■ **What to produce**:
Set down the entries exactly as they appear, apart from the images, which stay out.

■ **Information shown**:
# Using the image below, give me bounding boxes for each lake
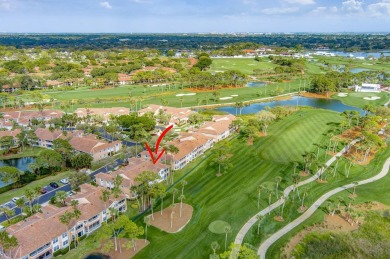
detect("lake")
[85,253,110,259]
[247,82,267,87]
[311,50,390,59]
[0,157,35,188]
[216,96,364,115]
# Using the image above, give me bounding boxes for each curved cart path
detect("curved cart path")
[258,157,390,259]
[234,140,358,248]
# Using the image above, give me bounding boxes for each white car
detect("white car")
[59,178,69,184]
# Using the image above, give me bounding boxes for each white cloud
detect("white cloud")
[0,0,11,10]
[284,0,315,5]
[368,1,390,16]
[131,0,152,4]
[260,7,299,15]
[100,1,112,9]
[342,0,363,12]
[312,6,338,13]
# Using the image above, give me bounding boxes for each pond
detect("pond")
[216,96,365,115]
[0,157,35,188]
[349,68,371,74]
[247,82,267,87]
[85,253,110,259]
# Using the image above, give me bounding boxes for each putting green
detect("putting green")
[208,220,231,234]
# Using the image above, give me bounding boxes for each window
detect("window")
[62,233,68,239]
[63,240,68,247]
[52,237,58,244]
[53,245,60,252]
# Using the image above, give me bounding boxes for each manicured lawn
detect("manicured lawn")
[264,146,390,258]
[0,147,45,160]
[46,81,306,111]
[210,58,277,74]
[131,109,342,258]
[0,170,75,204]
[332,91,389,108]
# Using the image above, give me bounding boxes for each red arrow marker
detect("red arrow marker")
[145,125,173,164]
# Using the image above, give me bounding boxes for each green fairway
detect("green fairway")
[130,109,341,259]
[63,108,341,259]
[332,91,389,108]
[45,81,306,111]
[258,110,341,163]
[210,58,277,74]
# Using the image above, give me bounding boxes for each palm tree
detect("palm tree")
[345,160,354,178]
[179,194,185,218]
[171,188,179,205]
[170,204,176,229]
[24,188,37,214]
[211,241,220,255]
[71,200,81,248]
[144,215,151,242]
[267,187,273,215]
[167,145,179,183]
[300,187,309,211]
[15,197,26,214]
[160,192,166,215]
[55,191,68,207]
[275,176,282,199]
[257,184,265,209]
[59,211,74,252]
[150,198,155,220]
[1,207,15,223]
[352,181,359,196]
[100,189,111,222]
[180,180,187,196]
[224,225,232,251]
[332,156,340,177]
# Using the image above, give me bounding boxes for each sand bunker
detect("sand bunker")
[176,93,196,97]
[337,93,348,97]
[231,95,239,97]
[220,97,233,100]
[363,96,381,100]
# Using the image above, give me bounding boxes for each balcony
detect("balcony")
[29,243,51,258]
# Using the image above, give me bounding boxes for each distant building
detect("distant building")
[355,83,381,93]
[74,107,130,123]
[138,105,195,126]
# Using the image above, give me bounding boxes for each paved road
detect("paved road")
[0,158,125,224]
[233,140,358,249]
[258,157,390,259]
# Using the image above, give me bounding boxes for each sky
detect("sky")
[0,0,389,33]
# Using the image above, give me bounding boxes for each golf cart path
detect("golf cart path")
[258,156,390,259]
[233,139,358,247]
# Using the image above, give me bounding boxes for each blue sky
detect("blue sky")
[0,0,389,32]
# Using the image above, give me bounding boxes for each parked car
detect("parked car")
[11,197,21,203]
[49,182,59,188]
[66,191,74,197]
[40,188,48,194]
[59,178,69,184]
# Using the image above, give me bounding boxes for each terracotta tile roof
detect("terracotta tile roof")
[6,184,124,257]
[195,115,236,136]
[167,132,212,160]
[96,158,169,186]
[138,105,195,120]
[34,128,83,142]
[69,135,121,154]
[0,129,21,138]
[74,107,129,121]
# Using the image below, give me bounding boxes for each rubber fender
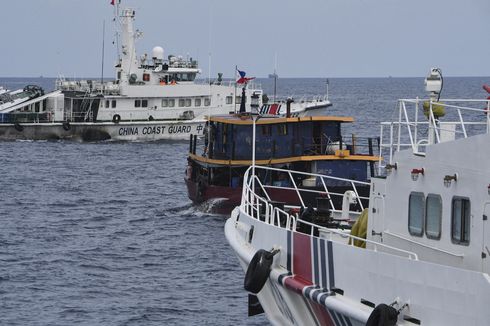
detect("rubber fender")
[366,304,398,326]
[244,249,275,294]
[62,121,71,131]
[14,123,24,132]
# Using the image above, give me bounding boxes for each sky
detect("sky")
[0,0,489,78]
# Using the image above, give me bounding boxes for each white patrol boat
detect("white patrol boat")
[0,6,265,141]
[0,5,331,142]
[225,69,490,325]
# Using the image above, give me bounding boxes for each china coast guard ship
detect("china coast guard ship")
[0,7,264,141]
[0,4,331,142]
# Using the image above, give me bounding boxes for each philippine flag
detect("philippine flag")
[236,68,255,84]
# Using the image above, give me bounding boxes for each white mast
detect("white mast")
[120,8,140,86]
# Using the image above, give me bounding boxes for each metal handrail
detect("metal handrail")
[378,98,490,174]
[240,165,419,260]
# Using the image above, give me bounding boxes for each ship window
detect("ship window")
[112,100,116,108]
[262,125,272,136]
[135,100,141,108]
[425,194,442,239]
[195,98,201,107]
[408,192,425,236]
[226,96,233,104]
[185,99,191,107]
[168,99,175,107]
[178,99,185,107]
[105,100,110,108]
[451,197,471,245]
[204,98,211,106]
[236,96,242,104]
[162,99,168,107]
[142,100,148,107]
[278,124,288,135]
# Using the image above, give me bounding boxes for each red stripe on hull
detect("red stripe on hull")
[293,232,312,282]
[283,275,313,295]
[311,303,336,326]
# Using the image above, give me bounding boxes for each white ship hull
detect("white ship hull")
[226,203,490,326]
[0,120,205,141]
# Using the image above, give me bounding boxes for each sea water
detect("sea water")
[0,76,488,325]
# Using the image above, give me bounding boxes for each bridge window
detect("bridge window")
[226,96,233,104]
[168,99,175,107]
[105,100,110,108]
[162,99,168,107]
[204,98,211,106]
[142,100,148,107]
[135,100,141,108]
[408,192,425,236]
[451,197,471,245]
[425,194,442,239]
[278,124,288,135]
[195,98,201,107]
[112,100,116,108]
[262,125,272,136]
[185,99,191,107]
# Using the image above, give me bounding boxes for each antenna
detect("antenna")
[101,20,106,88]
[273,53,277,103]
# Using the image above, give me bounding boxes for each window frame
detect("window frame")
[451,196,471,245]
[135,99,141,108]
[195,98,201,107]
[111,100,116,108]
[408,191,425,237]
[425,193,442,240]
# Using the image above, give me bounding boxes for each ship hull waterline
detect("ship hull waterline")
[0,120,206,141]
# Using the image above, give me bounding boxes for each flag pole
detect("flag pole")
[234,65,237,113]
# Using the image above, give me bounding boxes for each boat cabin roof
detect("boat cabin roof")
[208,114,354,125]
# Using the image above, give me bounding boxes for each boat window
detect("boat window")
[425,194,442,239]
[105,100,110,108]
[235,96,242,104]
[262,125,272,136]
[142,100,148,107]
[278,124,288,135]
[204,98,211,106]
[185,99,191,107]
[168,99,175,107]
[451,197,471,245]
[179,99,185,107]
[112,100,116,108]
[162,99,168,107]
[408,192,425,236]
[135,100,141,108]
[195,98,201,107]
[226,96,233,104]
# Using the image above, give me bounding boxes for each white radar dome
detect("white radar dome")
[152,46,164,60]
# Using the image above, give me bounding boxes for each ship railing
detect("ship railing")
[268,95,330,104]
[56,78,121,95]
[241,165,369,222]
[240,166,418,260]
[196,79,262,91]
[378,98,490,174]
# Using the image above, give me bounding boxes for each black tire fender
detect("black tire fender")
[366,304,398,326]
[244,249,277,294]
[112,114,121,123]
[14,123,24,132]
[62,121,71,131]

■ **Task result**:
# Using the image below, give me bounding boxes for each lake
detect("lake")
[85,253,110,259]
[247,82,267,87]
[311,50,390,59]
[0,157,35,188]
[216,96,364,115]
# Using the image above, give me bounding boxes for each curved cart path
detect("curved cart path")
[258,157,390,259]
[234,140,358,248]
# Using the image above, give me bounding boxes for each white car
detect("white car")
[59,178,69,184]
# Using the image above, give me bounding boxes for each white cloud
detect("white cloud")
[0,0,11,10]
[284,0,315,5]
[368,1,390,16]
[131,0,152,4]
[260,7,299,15]
[100,1,112,9]
[342,0,363,12]
[312,6,338,13]
# Using the image above, give me bounding boxes for each pond
detect("pond")
[216,96,365,115]
[0,157,35,188]
[349,68,371,74]
[247,82,267,87]
[85,253,110,259]
# Using the image above, give me bounding boxes for each putting green
detect("putting green")
[208,220,231,234]
# Using the image above, give me bounding boxes for each window
detect("window")
[62,233,68,239]
[63,240,68,247]
[52,237,58,244]
[53,245,60,252]
# Using the image above, give me bounding boxes for each manicured lawn
detect("manicured lawn")
[264,146,390,258]
[0,147,45,160]
[46,81,306,111]
[210,58,277,74]
[131,109,342,258]
[0,170,75,204]
[332,91,389,108]
# Using the image above, give me bounding boxes for each red arrow marker
detect("red arrow marker")
[145,125,173,164]
# Using the image above, give me bounding boxes for each green fairway
detect("green fairway")
[130,109,341,259]
[63,108,341,259]
[332,91,389,108]
[45,81,306,111]
[258,110,341,163]
[210,58,277,74]
# Using the image above, give me bounding boxes for each palm tree
detect("palm tree")
[345,160,354,178]
[179,194,185,218]
[171,188,179,205]
[170,204,176,229]
[24,188,37,214]
[211,241,220,255]
[71,200,81,248]
[144,215,151,242]
[267,187,273,215]
[167,145,179,183]
[300,187,309,211]
[15,197,26,214]
[160,192,166,215]
[55,191,68,207]
[275,176,282,199]
[257,184,265,209]
[59,211,74,252]
[150,198,155,220]
[1,207,15,223]
[352,181,359,196]
[100,189,111,222]
[180,180,187,196]
[224,225,232,251]
[332,156,340,177]
# Using the image above, give me bounding boxes for each sand bunker
detect("sand bunker")
[176,93,196,97]
[337,93,348,97]
[231,95,239,97]
[220,97,233,100]
[363,96,381,100]
# Using the image above, give me bounding boxes for each balcony
detect("balcony")
[29,243,51,258]
# Using the image above, give me bounding boxes for each distant building
detect("distant building")
[355,83,381,93]
[74,107,130,123]
[138,105,195,126]
# Using the image above, give me bounding boxes for each paved road
detect("paved road")
[0,158,125,224]
[233,140,358,249]
[258,157,390,259]
# Using the image above, give me bounding boxes for each sky
detect("sky")
[0,0,389,33]
# Using the image above, give me bounding boxes for each golf cart path
detect("golf cart path")
[258,156,390,259]
[233,139,358,247]
# Using the image above, give me bounding boxes for each blue sky
detect("blue sky")
[0,0,389,32]
# Using the image above, give me bounding boxes for each parked car
detect("parked car")
[11,197,21,203]
[49,182,59,188]
[66,191,74,197]
[40,188,48,194]
[59,178,69,184]
# Using the image above, give me bounding boxes for each terracotta tile roof
detect("terracotta tile roof")
[6,184,124,257]
[195,115,236,136]
[167,132,212,160]
[96,158,169,186]
[138,105,195,120]
[34,128,83,142]
[69,135,121,154]
[0,129,21,138]
[74,107,129,121]
# Using the image below, give me bounding boxes for each rubber fender
detect("rubber fender")
[366,304,398,326]
[244,249,275,294]
[62,121,71,131]
[14,123,24,132]
# Using the image above, give me bounding boxes for each sky
detect("sky")
[0,0,489,78]
# Using the image above, give me bounding boxes for each white patrol boat
detect("white patrol boat")
[0,6,265,141]
[0,5,331,142]
[225,69,490,325]
# Using the image above, give me bounding boxes for each china coast guard ship
detect("china coast guard ship")
[0,7,264,141]
[0,4,331,142]
# Using the image above, give me bounding boxes for each philippine flag
detect("philippine flag")
[236,68,255,84]
# Using the image above, give me bounding boxes for each white mast
detect("white mast")
[120,8,140,86]
# Using the image above, give me bounding boxes for each metal handrail
detect("metal handrail")
[378,98,490,174]
[240,165,419,260]
# Using the image above, give me bounding boxes for each ship window
detect("ship window")
[112,100,116,108]
[262,125,272,136]
[135,100,141,108]
[425,194,442,239]
[195,98,201,107]
[408,192,425,236]
[226,96,233,104]
[185,99,191,107]
[168,99,175,107]
[178,99,185,107]
[105,100,110,108]
[451,197,471,245]
[204,98,211,106]
[236,96,242,104]
[162,99,168,107]
[142,100,148,107]
[278,124,288,135]
# Using the image above, give me bounding boxes for each red stripe on hull
detect("red stripe on hull")
[293,232,312,282]
[283,275,313,295]
[311,303,336,326]
# Using the image above, give me bounding boxes for each white ship hull
detect("white ship hull")
[226,203,490,326]
[0,120,205,141]
# Using the image above, give me bounding boxes for each sea water
detect("sea water")
[0,76,488,325]
# Using the image above, give me bounding boxes for each bridge window
detect("bridge window")
[226,96,233,104]
[168,99,175,107]
[105,100,110,108]
[162,99,168,107]
[204,98,211,106]
[142,100,148,107]
[135,100,141,108]
[408,192,425,236]
[451,197,471,245]
[425,194,442,239]
[278,124,288,135]
[195,98,201,107]
[112,100,116,108]
[262,125,272,136]
[185,99,191,107]
# Using the image above, give me bounding boxes for each antenna
detect("antenna")
[101,20,106,88]
[273,53,277,103]
# Using the image above, give me bounding boxes for each window frame
detect("window frame")
[451,196,471,245]
[135,99,141,108]
[195,98,201,107]
[111,100,116,108]
[408,191,425,237]
[425,193,442,240]
# Using the image above, give me bounding boxes for each ship hull waterline
detect("ship hull waterline")
[0,120,206,141]
# Using the image above, give me bounding boxes for each flag pole
detect("flag pole")
[234,65,237,113]
# Using the image above, give me bounding boxes for each boat cabin roof
detect("boat cabin roof")
[208,114,354,125]
# Using the image above, give me bounding boxes for each boat window
detect("boat window")
[425,194,442,239]
[105,100,110,108]
[235,96,242,104]
[262,125,272,136]
[142,100,148,107]
[278,124,288,135]
[204,98,211,106]
[185,99,191,107]
[168,99,175,107]
[451,197,471,245]
[179,99,185,107]
[112,100,116,108]
[162,99,168,107]
[408,192,425,236]
[135,100,141,108]
[195,98,201,107]
[226,96,233,104]
# Using the image above, give me bounding boxes for each white radar dome
detect("white radar dome")
[152,46,164,60]
# Using the image above, give me bounding boxes for each ship railing
detect("ship railing")
[268,95,330,104]
[56,78,121,95]
[241,165,369,222]
[240,166,418,260]
[196,79,262,91]
[378,98,490,174]
# Using the image above, give me bounding boxes for each black tire fender
detect("black tire fender")
[366,304,398,326]
[244,249,277,294]
[112,114,121,123]
[14,123,24,132]
[62,121,71,131]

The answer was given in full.